# Photo-based point labeling data
::::::::
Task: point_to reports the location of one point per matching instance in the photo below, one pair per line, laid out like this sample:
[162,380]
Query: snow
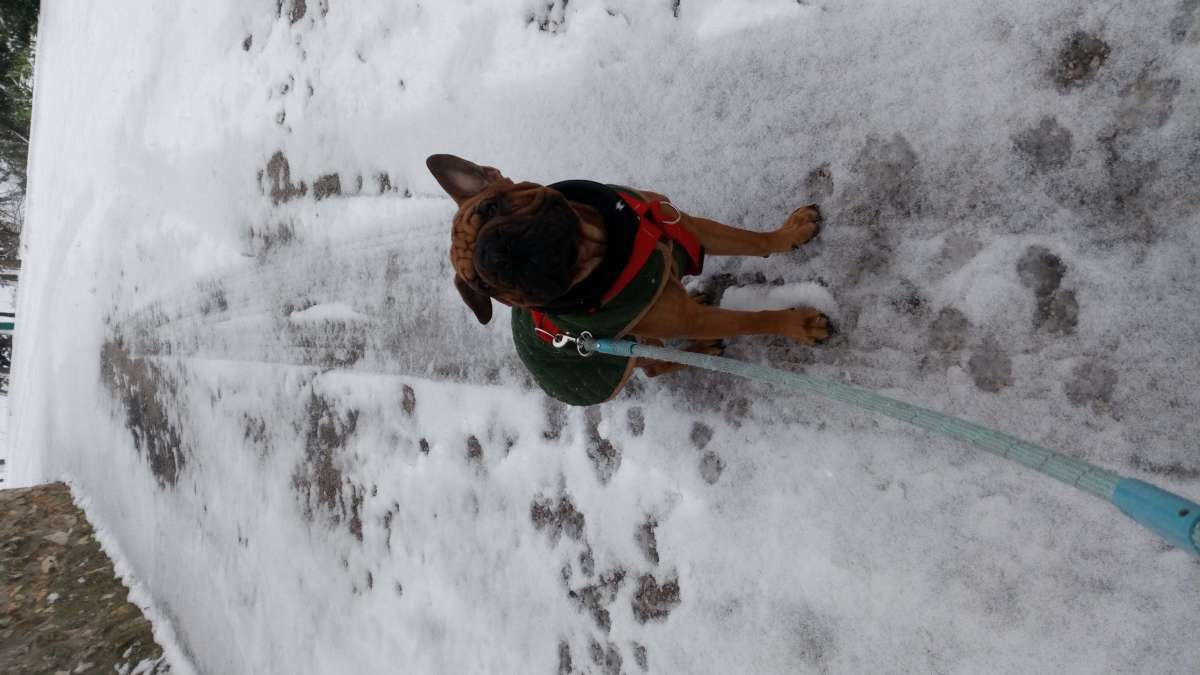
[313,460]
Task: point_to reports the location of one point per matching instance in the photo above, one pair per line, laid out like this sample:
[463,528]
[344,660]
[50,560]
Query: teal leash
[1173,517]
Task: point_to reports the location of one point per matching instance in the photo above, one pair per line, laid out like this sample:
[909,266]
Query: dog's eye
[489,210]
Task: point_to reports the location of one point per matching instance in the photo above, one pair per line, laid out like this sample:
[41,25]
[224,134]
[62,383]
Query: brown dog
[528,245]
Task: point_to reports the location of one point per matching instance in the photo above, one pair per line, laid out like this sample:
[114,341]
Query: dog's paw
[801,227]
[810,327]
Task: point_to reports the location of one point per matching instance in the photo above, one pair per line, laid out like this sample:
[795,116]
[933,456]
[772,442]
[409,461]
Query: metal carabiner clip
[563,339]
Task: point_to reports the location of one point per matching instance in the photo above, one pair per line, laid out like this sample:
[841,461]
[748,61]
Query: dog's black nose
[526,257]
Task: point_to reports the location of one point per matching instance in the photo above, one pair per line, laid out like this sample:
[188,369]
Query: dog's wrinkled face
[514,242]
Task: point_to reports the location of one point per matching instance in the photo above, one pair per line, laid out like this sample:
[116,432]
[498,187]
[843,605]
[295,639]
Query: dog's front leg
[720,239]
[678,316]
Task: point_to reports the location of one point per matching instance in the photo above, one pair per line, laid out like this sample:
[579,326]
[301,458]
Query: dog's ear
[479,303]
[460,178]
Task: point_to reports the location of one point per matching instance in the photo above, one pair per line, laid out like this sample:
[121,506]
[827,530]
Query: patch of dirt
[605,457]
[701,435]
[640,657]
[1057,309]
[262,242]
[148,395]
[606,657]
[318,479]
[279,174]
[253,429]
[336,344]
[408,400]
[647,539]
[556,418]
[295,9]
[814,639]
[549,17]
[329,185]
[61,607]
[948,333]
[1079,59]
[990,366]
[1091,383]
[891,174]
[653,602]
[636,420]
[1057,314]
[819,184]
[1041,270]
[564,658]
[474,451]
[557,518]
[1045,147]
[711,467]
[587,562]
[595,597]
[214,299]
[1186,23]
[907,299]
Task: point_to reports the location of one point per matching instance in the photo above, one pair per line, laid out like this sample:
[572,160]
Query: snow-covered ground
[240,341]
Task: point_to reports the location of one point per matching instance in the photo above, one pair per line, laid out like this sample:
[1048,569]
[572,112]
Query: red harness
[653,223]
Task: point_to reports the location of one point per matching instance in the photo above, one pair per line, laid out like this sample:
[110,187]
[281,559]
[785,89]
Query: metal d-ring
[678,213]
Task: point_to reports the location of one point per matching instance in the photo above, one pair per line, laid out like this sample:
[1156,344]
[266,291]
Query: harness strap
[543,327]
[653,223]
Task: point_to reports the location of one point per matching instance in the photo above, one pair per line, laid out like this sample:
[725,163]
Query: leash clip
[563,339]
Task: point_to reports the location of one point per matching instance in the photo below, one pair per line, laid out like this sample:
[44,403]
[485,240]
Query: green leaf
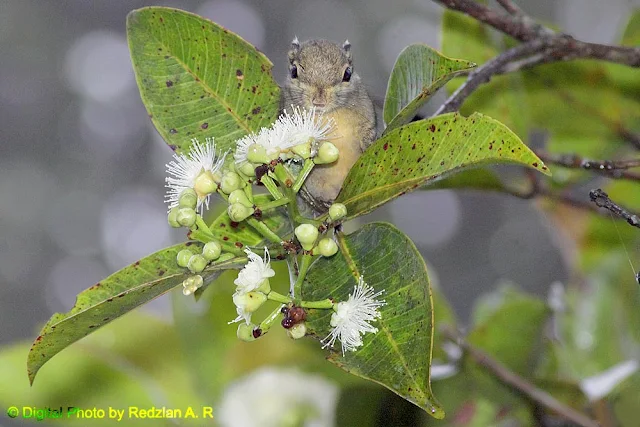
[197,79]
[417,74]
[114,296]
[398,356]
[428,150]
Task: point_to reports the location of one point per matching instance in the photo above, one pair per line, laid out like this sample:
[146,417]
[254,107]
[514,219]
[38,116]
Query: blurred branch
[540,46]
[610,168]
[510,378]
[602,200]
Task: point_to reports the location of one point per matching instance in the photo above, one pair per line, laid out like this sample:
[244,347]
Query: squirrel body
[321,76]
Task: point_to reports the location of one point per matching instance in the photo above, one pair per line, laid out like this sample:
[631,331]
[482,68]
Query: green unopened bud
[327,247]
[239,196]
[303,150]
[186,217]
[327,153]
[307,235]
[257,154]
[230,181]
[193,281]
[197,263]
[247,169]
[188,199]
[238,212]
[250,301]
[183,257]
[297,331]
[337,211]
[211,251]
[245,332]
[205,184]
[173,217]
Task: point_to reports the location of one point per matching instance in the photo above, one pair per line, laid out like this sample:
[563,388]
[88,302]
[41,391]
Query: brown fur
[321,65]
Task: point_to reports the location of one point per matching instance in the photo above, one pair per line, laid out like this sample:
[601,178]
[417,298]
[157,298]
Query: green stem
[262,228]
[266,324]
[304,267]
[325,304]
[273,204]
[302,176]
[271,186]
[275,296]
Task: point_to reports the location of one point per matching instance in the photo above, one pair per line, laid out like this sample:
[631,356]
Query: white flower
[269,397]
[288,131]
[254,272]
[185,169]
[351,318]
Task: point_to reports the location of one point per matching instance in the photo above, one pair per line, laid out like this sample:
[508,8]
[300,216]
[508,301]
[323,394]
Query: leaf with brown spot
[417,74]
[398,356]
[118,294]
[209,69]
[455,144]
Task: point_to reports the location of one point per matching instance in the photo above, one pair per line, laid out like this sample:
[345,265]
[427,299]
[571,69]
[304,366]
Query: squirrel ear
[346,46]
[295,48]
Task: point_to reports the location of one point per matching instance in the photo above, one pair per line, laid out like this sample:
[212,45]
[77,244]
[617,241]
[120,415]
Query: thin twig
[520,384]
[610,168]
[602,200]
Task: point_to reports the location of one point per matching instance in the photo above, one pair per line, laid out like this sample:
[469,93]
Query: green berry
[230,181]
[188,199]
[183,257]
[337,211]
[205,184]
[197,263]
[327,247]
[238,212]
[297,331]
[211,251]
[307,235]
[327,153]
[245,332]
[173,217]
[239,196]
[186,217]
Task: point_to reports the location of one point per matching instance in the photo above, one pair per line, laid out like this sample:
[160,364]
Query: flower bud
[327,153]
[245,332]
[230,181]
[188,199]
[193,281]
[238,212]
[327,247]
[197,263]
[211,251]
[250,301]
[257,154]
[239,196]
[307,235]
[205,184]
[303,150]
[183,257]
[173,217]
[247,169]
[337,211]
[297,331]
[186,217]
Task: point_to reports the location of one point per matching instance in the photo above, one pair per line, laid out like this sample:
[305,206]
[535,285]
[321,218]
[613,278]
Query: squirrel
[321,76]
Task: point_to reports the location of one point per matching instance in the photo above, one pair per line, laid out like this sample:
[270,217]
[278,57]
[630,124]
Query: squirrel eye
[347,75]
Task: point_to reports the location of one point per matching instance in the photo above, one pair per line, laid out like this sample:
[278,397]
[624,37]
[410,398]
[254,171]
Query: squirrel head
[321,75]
::::::::
# What this task involves
Exclude every picture and copy the remaining data exactly.

# Solved problem
Task: point_to reports the location of one point per matching instance in the photo below, one pair per line, laid out like this sample:
[162,380]
Query: snow
[313,460]
Task: point_to reports the location of one point per matching instance in the photo above, one pair per line, laid out like this sample:
[463,528]
[344,660]
[50,560]
Query: teal leash
[1173,517]
Task: point_to reports the location of one point per matching instance in the photo above, one pair per line, laid out like this sample:
[909,266]
Query: dog's eye
[489,210]
Task: point_to reports the location of one point per matching instance in the photo above, one pair per line, laid out like this sample:
[41,25]
[224,134]
[62,383]
Query: brown dog
[528,245]
Task: point_to reports the location of one point per matching instance in the photo above, one pair per line, laid out like this sample:
[114,341]
Query: dog's paw
[801,227]
[810,327]
Task: point_to reports the location of one point per matching instance in the photo above, one pair per line, laid out like this sample:
[795,116]
[933,456]
[772,442]
[409,461]
Query: metal carabiner clip
[563,339]
Task: point_to reports the location of one point per matching instance in the photo above, one pair per line, laid out like this sample:
[841,461]
[748,61]
Query: dog's black nose
[526,257]
Task: point_to reports the location of one point per matching instance in the photo above, one pair per line, laid out like this sample:
[188,369]
Query: dog's wrinkled face
[514,242]
Task: point_to reports the location of one point per matching instance in the photo above, one pair per line, laid out like this sample:
[116,432]
[498,187]
[843,605]
[295,639]
Query: dog's front leg
[720,239]
[678,316]
Task: point_to reports the location of one point per matching instance in the photo above, one pair per line, laid out like this sample:
[579,326]
[301,458]
Query: dog's ear
[479,303]
[460,178]
Task: point_to reports the location of one point per matching instance in the photo above, one pair per line, laid out like this sample:
[121,506]
[827,530]
Query: patch of dirt
[605,457]
[701,435]
[640,657]
[1057,309]
[262,242]
[148,395]
[606,657]
[318,479]
[279,174]
[253,429]
[336,344]
[408,400]
[647,539]
[556,418]
[295,9]
[814,639]
[549,17]
[329,185]
[61,607]
[948,333]
[1079,59]
[990,366]
[1091,383]
[891,174]
[653,602]
[636,420]
[1057,314]
[819,184]
[1041,270]
[564,658]
[474,451]
[557,518]
[1045,147]
[711,467]
[587,562]
[595,597]
[214,299]
[1186,23]
[907,299]
Task: point_to reports the location of one point per matching instance in the photo above, one pair per line, laid out like this sample:
[572,160]
Query: snow-covered ground
[240,341]
Task: point_to reports the location of one point per matching instance in the photo above, one pair per line, laid out like this sample:
[1048,569]
[572,112]
Query: red harness
[653,223]
Task: point_to reports the location of one point per matching instance in the photo above, one pair per line, laid out like this sample:
[110,187]
[281,559]
[785,89]
Query: metal d-ring
[678,213]
Task: point_to reports the location of one point per matching instance in the photo above, one pair per line, laid out like this sample:
[1156,344]
[266,291]
Query: harness strap
[543,327]
[653,223]
Task: point_to reports the location of one point per matching instance in the photo above, one pair per line, laid out like this sample:
[725,163]
Query: leash clip
[563,339]
Task: point_to reports the location of one point per matching instance in the photo below, one pair per line, laid out like this sample:
[44,403]
[485,240]
Query: green leaf
[197,79]
[417,74]
[114,296]
[398,356]
[428,150]
Task: point_to reports the location of one point per matching instance in the photo above, one pair per line, laid out like this sample:
[146,417]
[254,107]
[514,219]
[38,116]
Query: blurred branch
[540,46]
[610,168]
[510,378]
[602,200]
Task: point_to reports the location of one point per matching instance in the photo above, one pair per line, laid out like this sample:
[244,347]
Query: squirrel body
[321,76]
Task: point_to reports the location of one point per matching instance in the photo above, one pair per line, laid out like this sample:
[631,331]
[482,68]
Query: green unopened bud
[327,247]
[239,196]
[303,150]
[186,217]
[327,153]
[307,235]
[257,154]
[230,181]
[193,281]
[197,263]
[247,169]
[188,199]
[238,212]
[250,301]
[183,257]
[297,331]
[337,211]
[211,251]
[245,332]
[205,184]
[173,217]
Task: point_to reports the location of one point per matching instance in the photo above, one pair per line, laid out like this sample:
[563,388]
[88,302]
[41,391]
Query: brown fur
[321,65]
Task: point_to reports the location of one point per matching instance in the photo above, one pair per line, laid out like this sample:
[601,178]
[417,298]
[157,298]
Query: green stem
[262,228]
[266,324]
[304,267]
[325,304]
[273,204]
[302,176]
[271,186]
[275,296]
Task: point_to reports the location of one point per matching instance in the photo above, one pair per line, laid out like this sample:
[631,356]
Query: white flower
[269,397]
[288,131]
[254,272]
[185,169]
[351,318]
Task: point_to reports the location of one point per matching instance in the photo above, one pair per line, laid out like this sample:
[508,8]
[300,216]
[508,301]
[323,394]
Query: leaf with brown spot
[417,74]
[398,356]
[118,294]
[209,69]
[455,144]
Task: point_to reports the location of one point per matching instance in the photo above, one pair per line, laid out like this sample:
[345,265]
[427,299]
[571,69]
[304,366]
Query: squirrel ear
[346,46]
[295,48]
Task: point_to reports the location of one point per matching instance in the photo above, one pair per line, laid out like this sample:
[212,45]
[77,244]
[617,241]
[120,415]
Query: thin twig
[520,384]
[610,168]
[602,200]
Task: point_to reports the location of one point per matching instance in the photo above, one pair per line, laid out like this sample:
[469,93]
Query: green berry
[230,181]
[188,199]
[183,257]
[337,211]
[205,184]
[197,263]
[327,247]
[238,212]
[297,331]
[211,251]
[307,235]
[327,153]
[245,332]
[173,217]
[239,196]
[186,217]
Task: point_to reports the location of one point per matching instance in the photo above, one pair per line, laid out like this sample:
[160,364]
Query: flower bud
[327,153]
[245,332]
[230,181]
[188,199]
[193,281]
[238,212]
[327,247]
[197,263]
[211,251]
[250,301]
[257,154]
[239,196]
[307,235]
[205,184]
[303,150]
[183,257]
[173,217]
[247,169]
[337,211]
[297,331]
[186,217]
Task: point_to reports the location of one point per matching instance in the photo above, one pair per line, laid out like this sample:
[305,206]
[535,285]
[321,218]
[613,278]
Query: squirrel
[321,76]
Task: point_to reports the location of one point per matching instance in the photo above, one pair per line, laid out like this sample:
[270,217]
[278,57]
[630,124]
Query: squirrel eye
[347,75]
Task: point_to reports the location of one point per matching instance in the photo above, one pair per line, laid out like this sample:
[278,397]
[624,37]
[410,398]
[254,171]
Query: squirrel head
[321,75]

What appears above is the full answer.